───── PASSAGE SHOWN

Engineering a secure future for Ireland's economy

National Conference highlights need for entrepreneurial engineers and the increased participation of women in the engineering sector

Dublin 19th October 2004: The Minister for Enterprise, Trade and Employment, Micheál Martin, T.D., is set to lead a national conference of top national and international speakers in a debate regarding what is needed to create 21st Century entrepreneurial engineers to grow our knowledge economy. The "Creating 21st Century Engineers" Conference, organised by the Dublin Institute of Technology and the IEI, takes place in DIT Bolton Street on Thursday 21st October and will be chaired by journalist and broadcaster David McWilliams.

Conference speaker Eoin O'Driscoll, Chair of Forfás who also chaired the recent Enterprise Strategy Report Group, highlighted the importance both of the conference and its focus:

"There is high status and high reward for 'business and technical professionals who sell'. We do not yet have this focus in Ireland.  We need to produce Sales Engineers and strong researchers to augment our strength in manufacturing and operations if we are to continue to compete successfully in the global knowledge economy. This conference is a very important step in raising the bar for ourselves in what we need from an engineering education."

Other major issues to be addressed will include how to foster increased interest in engineering, especially amongst women. According to conference organiser Tom Flanagan, Head of Innovation for the Faculty of Engineering, DIT, 'The general consensus is that the current participation rate of women in the engineering sector is extremely low and as such we are missing a whole pool of talent to grow Ireland's knowledge economy.'  Flanagan contends that it is vital that any framework for economic development should include strategies for increasing the percentage of women choosing engineering as a career.

──────────
───── DATA PROVIDED

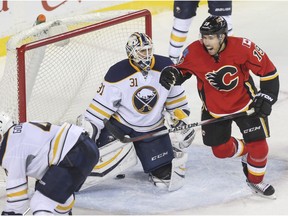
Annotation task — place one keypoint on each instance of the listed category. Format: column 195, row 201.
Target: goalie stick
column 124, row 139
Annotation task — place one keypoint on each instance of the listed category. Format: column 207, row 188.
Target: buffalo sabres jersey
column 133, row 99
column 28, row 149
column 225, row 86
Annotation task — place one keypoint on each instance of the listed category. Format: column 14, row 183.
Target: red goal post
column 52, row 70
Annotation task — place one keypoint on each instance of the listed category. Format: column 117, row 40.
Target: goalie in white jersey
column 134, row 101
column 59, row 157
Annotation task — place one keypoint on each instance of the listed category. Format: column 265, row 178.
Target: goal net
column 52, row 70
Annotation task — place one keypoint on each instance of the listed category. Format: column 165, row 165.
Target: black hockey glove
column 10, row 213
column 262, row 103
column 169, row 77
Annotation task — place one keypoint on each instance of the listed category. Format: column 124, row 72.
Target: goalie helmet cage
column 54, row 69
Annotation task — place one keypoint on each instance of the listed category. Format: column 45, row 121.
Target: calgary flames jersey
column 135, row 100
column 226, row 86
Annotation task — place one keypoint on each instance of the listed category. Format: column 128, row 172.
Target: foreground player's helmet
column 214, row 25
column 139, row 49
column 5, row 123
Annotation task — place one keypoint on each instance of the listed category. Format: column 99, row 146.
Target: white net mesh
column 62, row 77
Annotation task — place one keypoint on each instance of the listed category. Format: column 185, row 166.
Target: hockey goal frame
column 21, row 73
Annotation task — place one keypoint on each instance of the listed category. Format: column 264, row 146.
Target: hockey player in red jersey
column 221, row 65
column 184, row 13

──────────
───── DATA PROVIDED

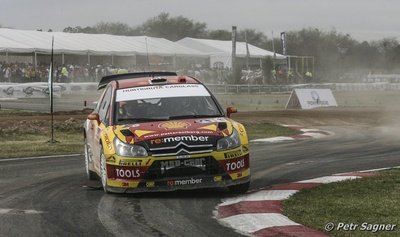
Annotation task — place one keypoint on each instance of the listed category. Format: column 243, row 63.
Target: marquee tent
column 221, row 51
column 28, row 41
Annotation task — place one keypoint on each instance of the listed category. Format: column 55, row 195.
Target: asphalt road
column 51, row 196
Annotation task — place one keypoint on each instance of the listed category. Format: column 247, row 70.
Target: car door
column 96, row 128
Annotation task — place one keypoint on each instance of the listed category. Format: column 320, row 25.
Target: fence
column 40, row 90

──────────

* PROBLEMS TO WORK ON
A – Answer these questions using the conference press release, one answer per line:
(i) Where and on what day is the conference held?
(ii) What two kinds of people does Eoin O'Driscoll say Ireland needs to produce?
(iii) What position does Tom Flanagan hold?
B – Please write the next part of the conference press release, picking up right after its final sentence about women choosing engineering as a career.

* TASK ANSWERS
A –
(i) DIT Bolton Street, on Thursday 21st October.
(ii) Sales Engineers and strong researchers.
(iii) Head of Innovation for the Faculty of Engineering, DIT.

B –
On this issue, Dr Paula Trench, author and conference panelist, argues that gender imbalance within the sector is an issue that cannot be easily resolved due to the genetic differences between men and women. According to Dr Trench,'Despite  the socio-economic push for 'gender mainstreaming' the reality is that even in the 21st Century only 17% of people choosing engineering as a career in Ireland are women. The simple fact is that women and men think very differently and no amount of curriculum manipulation or marketing will ever result in a 50/50 split.  We are fundamentally dealing with human nature'.

Conference participants will include Minister Micheál Martin T.D.; Mr. Eoin O' Driscoll, Forfás; Sean Dorgan, CEO IDA; Prof. Brian Norton, President DIT, senior executives from Intel, SISK, HP, PharmaChemical Ireland, and the ESB along with educationalists from Ireland, the US, Denmark and Italy. Conference highlights will include presentations from major engineering businesses in Ireland on what skills they expect to need by 2010.  Educationalists will respond to this challenge and highlight what is new in engineering education and what is planned.